→ Instructions for the task
Extract everything in the rsyslog thread from "Re: [rsyslog] [RFC: Ingestion" down to "in many cases.", copying it word for word.

→ Given text
+ + + +

Re: [rsyslog] [RFC: Ingestion Relay] End-to-end reliable 'at-least-once' message delivery at large scale

Rainer Gerhards Fri, 23 Jan 2015 14:04:17 -0800

Well,  an output can block when forwarding. We do a similar thing with the
windows products, via another protocol. But as you say David, it's pretty
problematic in many cases.


But as I said, I really can't help develop this right now.  That includes
in depth design discussions.

Rainer

Sent from phone, thus brief.
Am 23.01.2015 22:54 schrieb "David Lang" <[email protected]>:

> The huge problem would be how to pass data (the ack) back up from the
> final receiver to the original sender. I don't think rsyslog would be able
> to do this without a MAJOR rewrite (currently the earlier machines would
> have completely forgotten about the message by the time the ack gets
> generated)
>
> David Lang
>
> On Fri, 23 Jan 2015, Rainer Gerhards wrote:
>
>  Sorry to be that blunt, but I simply have no time to participate in
>> developing this. But I would be very open to merge any results.
>>
>> Rainer
>>
>> Sent from phone, thus brief.
>> Am 23.01.2015 22:17 schrieb "singh.janmejay" <[email protected]>:
>>
>>  On Sat, Jan 24, 2015 at 2:19 AM, David Lang <[email protected]> wrote:
>>>
>>> > RELP is the network protocol you need for this sort of reliability.

+ + + +

→ Listed records
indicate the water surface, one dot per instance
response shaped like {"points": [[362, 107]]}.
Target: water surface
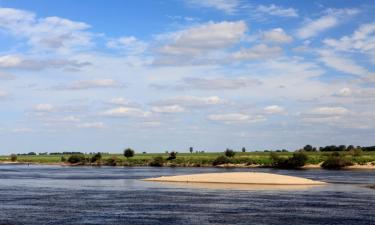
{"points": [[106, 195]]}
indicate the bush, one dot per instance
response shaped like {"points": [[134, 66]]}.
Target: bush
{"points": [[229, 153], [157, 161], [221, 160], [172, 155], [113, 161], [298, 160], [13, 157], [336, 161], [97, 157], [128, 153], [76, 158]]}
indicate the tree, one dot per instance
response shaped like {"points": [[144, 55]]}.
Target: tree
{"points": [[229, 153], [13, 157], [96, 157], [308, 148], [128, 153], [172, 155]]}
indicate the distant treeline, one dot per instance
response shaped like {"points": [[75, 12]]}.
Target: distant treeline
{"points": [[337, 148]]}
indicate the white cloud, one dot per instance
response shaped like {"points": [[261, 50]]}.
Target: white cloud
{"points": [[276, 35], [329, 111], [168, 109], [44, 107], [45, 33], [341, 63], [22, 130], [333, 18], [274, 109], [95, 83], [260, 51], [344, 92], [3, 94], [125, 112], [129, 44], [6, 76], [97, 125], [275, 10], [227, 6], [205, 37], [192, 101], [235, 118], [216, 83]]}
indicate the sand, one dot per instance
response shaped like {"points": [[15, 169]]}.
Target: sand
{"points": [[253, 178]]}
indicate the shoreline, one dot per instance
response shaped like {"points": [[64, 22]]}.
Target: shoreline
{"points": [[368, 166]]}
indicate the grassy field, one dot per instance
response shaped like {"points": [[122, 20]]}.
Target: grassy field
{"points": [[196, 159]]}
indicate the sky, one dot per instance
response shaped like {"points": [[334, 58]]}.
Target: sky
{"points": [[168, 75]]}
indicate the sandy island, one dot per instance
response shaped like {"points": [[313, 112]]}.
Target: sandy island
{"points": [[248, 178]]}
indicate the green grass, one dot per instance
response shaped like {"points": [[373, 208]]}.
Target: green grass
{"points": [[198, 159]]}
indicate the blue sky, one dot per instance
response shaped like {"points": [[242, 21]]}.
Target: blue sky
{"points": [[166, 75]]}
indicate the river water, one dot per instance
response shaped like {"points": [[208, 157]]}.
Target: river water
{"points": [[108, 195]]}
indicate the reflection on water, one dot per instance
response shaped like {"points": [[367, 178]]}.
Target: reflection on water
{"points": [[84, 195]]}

+ + + +

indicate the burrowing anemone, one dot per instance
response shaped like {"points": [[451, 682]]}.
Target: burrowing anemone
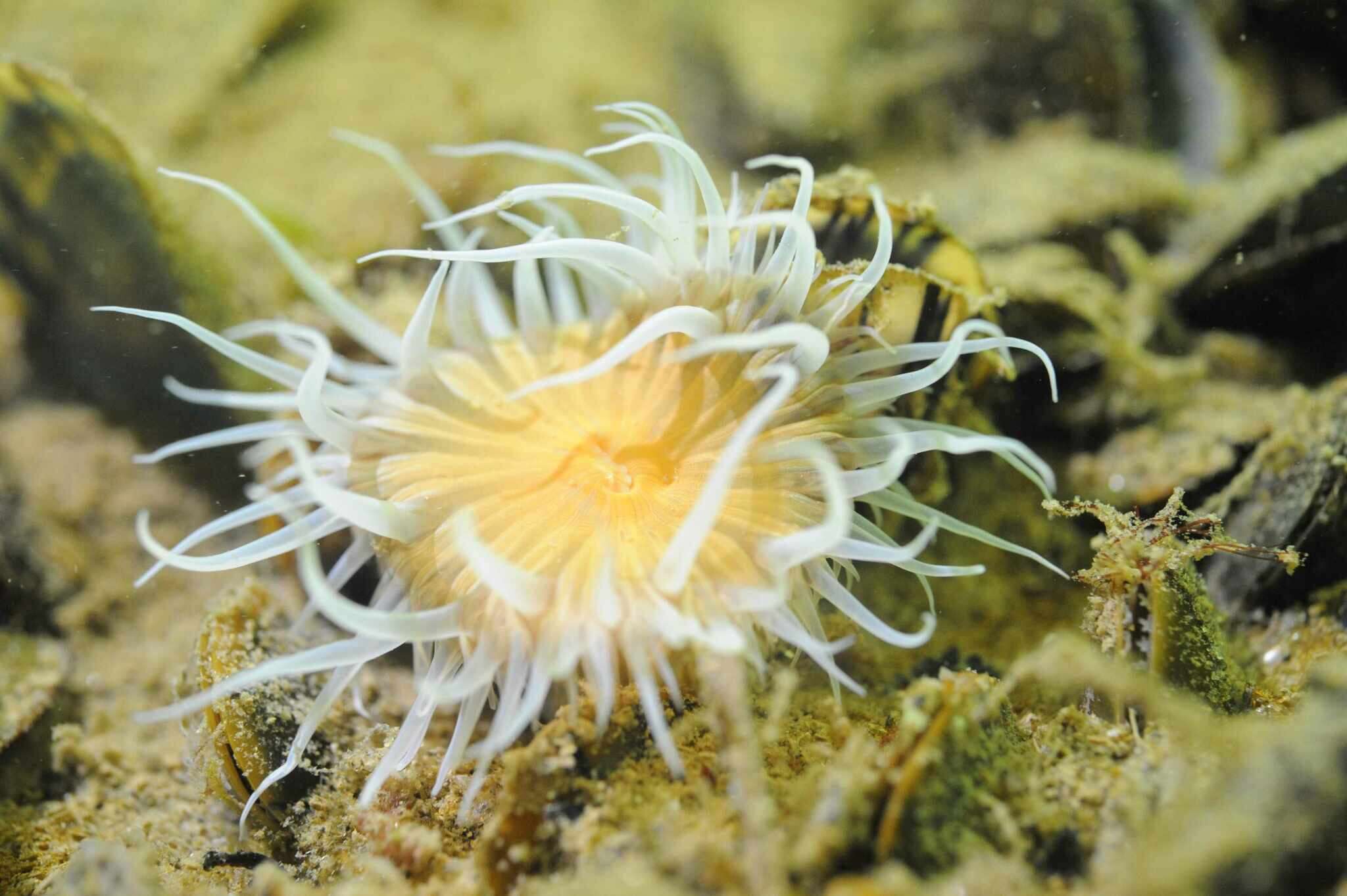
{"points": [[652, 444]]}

+ + + +

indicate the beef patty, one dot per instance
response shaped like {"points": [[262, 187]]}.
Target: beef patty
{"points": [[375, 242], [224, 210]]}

+ + + +

→ Answer
Re: [rsyslog] [RFC: Ingestion Relay] End-to-end reliable 'at-least-once' message delivery at large scale

Rainer Gerhards Fri, 23 Jan 2015 14:04:17 -0800

Well,  an output can block when forwarding. We do a similar thing with the
windows products, via another protocol. But as you say David, it's pretty
problematic in many cases.